What to work on: Duplicate the net working capital passage word for word, everything from "While the concept" down to "points of contention.".

── Passage shown ──

What is Net Working Capital?
Working capital also called net working capital, measures a company's financial security. According to Jensen and Meckling, authors of the new famous Theory of the Firm (1976), the components of working capital measure the firm's shareholder value. Working capital helps evaluate a company's short-term health, liquidity, and ability to invest and grow its operations. Working capital is defined as current assets less current liabilities. Current assets often include cash, accounts receivable, customer unpaid bills, and inventory, with current liabilities encompassing accounts payable and short-term debts, to name a few.
While the concept appears to be simple arithmetic, agreements between the buyer and seller on the financial accounts used in working capital can become a tenuous subject. A deal could fall through if the buyer and seller disagree on the seller's target working capital during financial due diligence. It is essential to understand which accounts are included in working capital and how certain aspects of working capital can become points of contention.
Working Capital In M&A & Why You Should Care
Transactions incurred in the lower middle market (LMM) are typically based on a cash-free, debt-free basis. Purchases in this market usually include most assets other than cash in the bank and any debt incurred on the company's balance sheet. A buyer assumes that they will receive a specified amount of working capital. As such, the process and threshold of calculating working capital are included in a letter of intent (LOI). The buyer and seller agree on how net working capital is measured at the beginning of due diligence.
The amount of working capital needed is not readily determinable until the financial due diligence has occurred. Most LOIs use unambiguous language such as "working capital threshold will be determined using a mutually acceptable methodology, which will be ultimately determined during financial due diligence."
Agreeing on the net working capital process and threshold is essential because the purchase price can be affected if it does not meet the threshold agreed to in the LOI. For example, if net working capital is higher than the threshold, the buyer may pay the difference, increasing the purchase price. If working capital is lower than anticipated, proceeds are withheld to balance the deficit, effectively lowering the purchase price. Therefore, networking capital at the conclusion of due diligence can impact cash paid to the seller and is an important factor to consider when maximizing seller value.

───
── Extracted data ──

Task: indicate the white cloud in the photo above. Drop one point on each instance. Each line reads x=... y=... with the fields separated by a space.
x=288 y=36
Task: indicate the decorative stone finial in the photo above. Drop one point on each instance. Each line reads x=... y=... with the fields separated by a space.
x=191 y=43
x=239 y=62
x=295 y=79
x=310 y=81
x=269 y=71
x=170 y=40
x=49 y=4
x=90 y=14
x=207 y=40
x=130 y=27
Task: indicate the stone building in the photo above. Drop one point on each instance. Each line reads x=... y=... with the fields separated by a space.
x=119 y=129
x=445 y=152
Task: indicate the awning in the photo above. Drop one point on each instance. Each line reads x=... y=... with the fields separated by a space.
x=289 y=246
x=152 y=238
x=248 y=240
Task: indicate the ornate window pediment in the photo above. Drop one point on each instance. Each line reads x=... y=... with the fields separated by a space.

───

Full answer:
While the concept appears to be simple arithmetic, agreements between the buyer and seller on the financial accounts used in working capital can become a tenuous subject. A deal could fall through if the buyer and seller disagree on the seller's target working capital during financial due diligence. It is essential to understand which accounts are included in working capital and how certain aspects of working capital can become points of contention.